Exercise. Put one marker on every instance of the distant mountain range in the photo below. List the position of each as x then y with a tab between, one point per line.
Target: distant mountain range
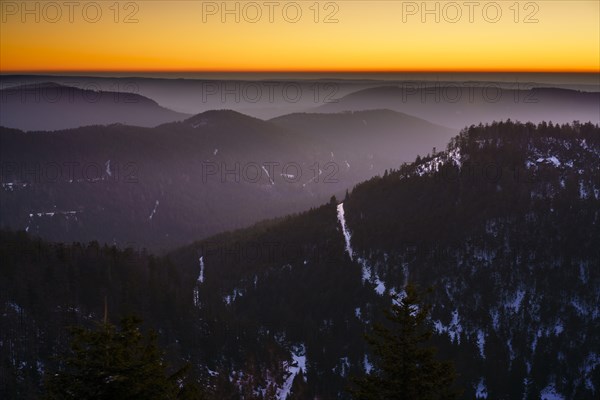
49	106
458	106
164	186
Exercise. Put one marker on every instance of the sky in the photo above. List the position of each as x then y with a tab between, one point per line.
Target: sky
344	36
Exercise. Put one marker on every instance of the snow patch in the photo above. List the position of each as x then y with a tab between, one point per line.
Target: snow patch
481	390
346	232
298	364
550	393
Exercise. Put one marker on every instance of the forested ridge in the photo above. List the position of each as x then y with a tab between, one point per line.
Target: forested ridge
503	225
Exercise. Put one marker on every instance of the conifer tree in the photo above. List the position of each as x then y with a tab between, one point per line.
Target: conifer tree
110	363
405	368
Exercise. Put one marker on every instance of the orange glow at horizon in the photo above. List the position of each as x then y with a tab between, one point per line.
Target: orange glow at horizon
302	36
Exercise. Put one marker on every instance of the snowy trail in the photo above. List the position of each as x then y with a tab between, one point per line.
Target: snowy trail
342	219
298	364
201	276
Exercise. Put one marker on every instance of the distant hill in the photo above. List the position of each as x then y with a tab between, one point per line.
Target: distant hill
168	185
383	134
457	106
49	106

* * *

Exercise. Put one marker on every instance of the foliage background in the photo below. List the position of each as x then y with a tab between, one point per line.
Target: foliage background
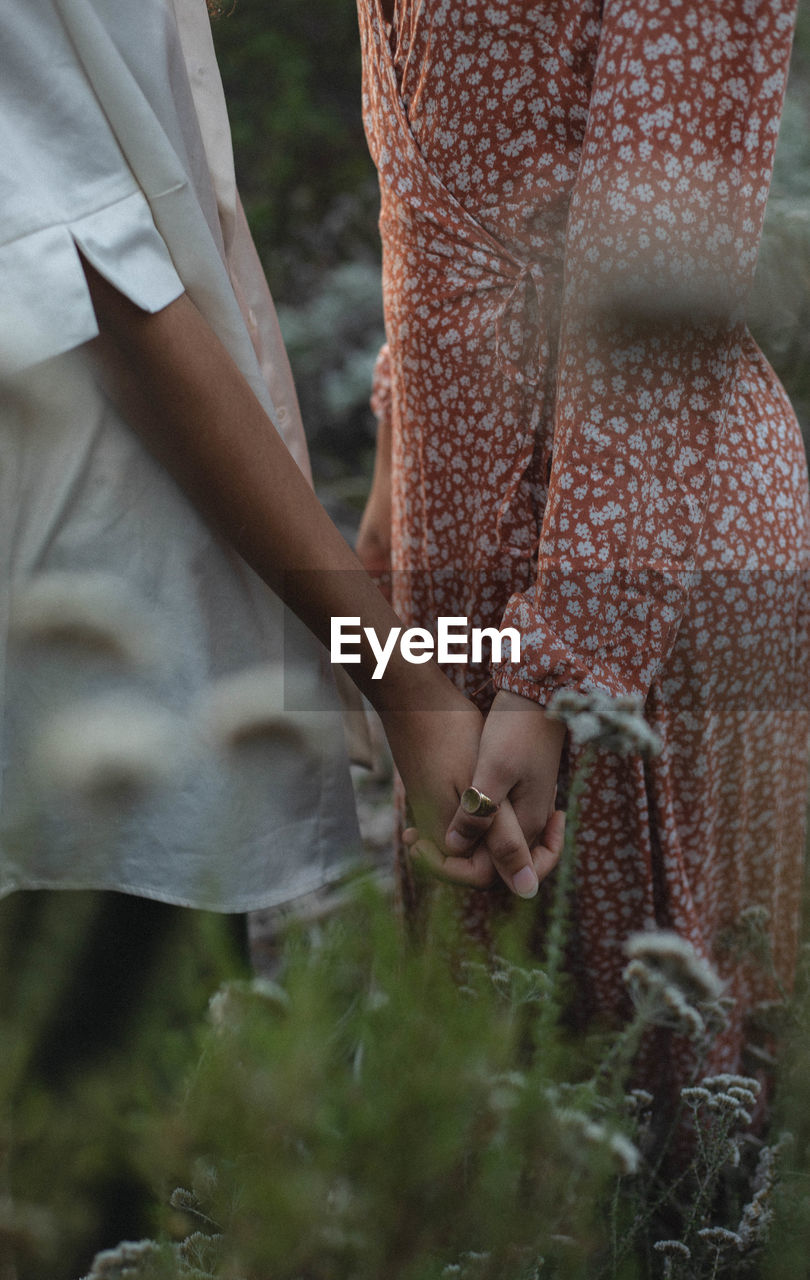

• _Your goal_
Pick out each line of the data above that contains the word "tree" and copy those lines in full.

• _Problem solution_
Exercise. Put one marker on every instance of the conifer tree in the photo above. List the position of each as x then y with a tab between, one point per line.
Target: conifer tree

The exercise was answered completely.